How does image data look like?#

Image data has height, width and depth
- Height and width are given in pixels
- Depth is the number of channels (3 for RedGreenBlue, 1 for BlackWhite)

Each pixel corresponds to an integer between 0 and 255

Example: A 1280 x 720 px color image has 1280 x 720 x 3 = 2,764,800 pixels = 2.76 MB
- That is a lot to digest for an ML model using thousands of images for training and maybe hundreds in a batch

Unstructured data and locality#

In contrast to structured table data images show regularly transformations in local features
- Different angles, rotations, flipping, scaling, translations
Humans can see the same objects just naturally
For an ML model this is a challenge
- Transformation invariance is desired

Principle of locality#

Nearby pixels often show the same or a similar color
As pixels become further apart this similarity decreases or even breaks
Locality describes this phenomenon:
- Locally pixels are correlated

Structured and unstructured data#

With structured data we would simply compare two feature vectors
- Example: Structured truck data

Height (in m)	Weight (in m)
2.420	11
2.849	28
2.975	50

Source

Structured and unstructured data#

With structured data we would simply compare two feature vectors
- Example: Structured truck data

Comparing the euclidean distance:

\((2.849-2.420)^{2}+(28-11)^{2}=289.19\)
\((2.975-2.420)^{2}+(50-11)^{2}=1,521.31\)

Height (in m)	Weight (in m)
2.420	11
2.849	28
2.975	50

Source

Structured and unstructured data#

With structured data we would simply compare two feature vectors
- Example: Structured truck data
This does not work with image data comparing the vectors of all pixels (rolling them out)
- The reason is locality (more generally transformation)

What is ideal feature information?#

The primary information to identify objects in an image are the pixel relations
- Pixels distributed in a certain way identify a certain object
- Colour compositions play in certain areas a crucial role
But how can we extract features that contain this information from an image?
- This is a demanding task
How do we humans identify a fish as a fish?

Box-labeled dataset extracts
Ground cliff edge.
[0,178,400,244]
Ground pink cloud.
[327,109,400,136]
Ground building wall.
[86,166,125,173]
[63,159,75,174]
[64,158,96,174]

TASKS TO PERFORM:
1) In the image data notes, what does the depth of image data stand for?
2) Write out everything in the image data notes from "- The reason" down to "from an image?".

PER-TASK ANSWERS:
1) Depth is the number of channels: 3 for RedGreenBlue and 1 for BlackWhite.

2)
- The reason is locality (more generally transformation)

What is ideal feature information?#

The primary information to identify objects in an image are the pixel relations
- Pixels distributed in a certain way identify a certain object
- Colour compositions play in certain areas a crucial role
But how can we extract features that contain this information from an image?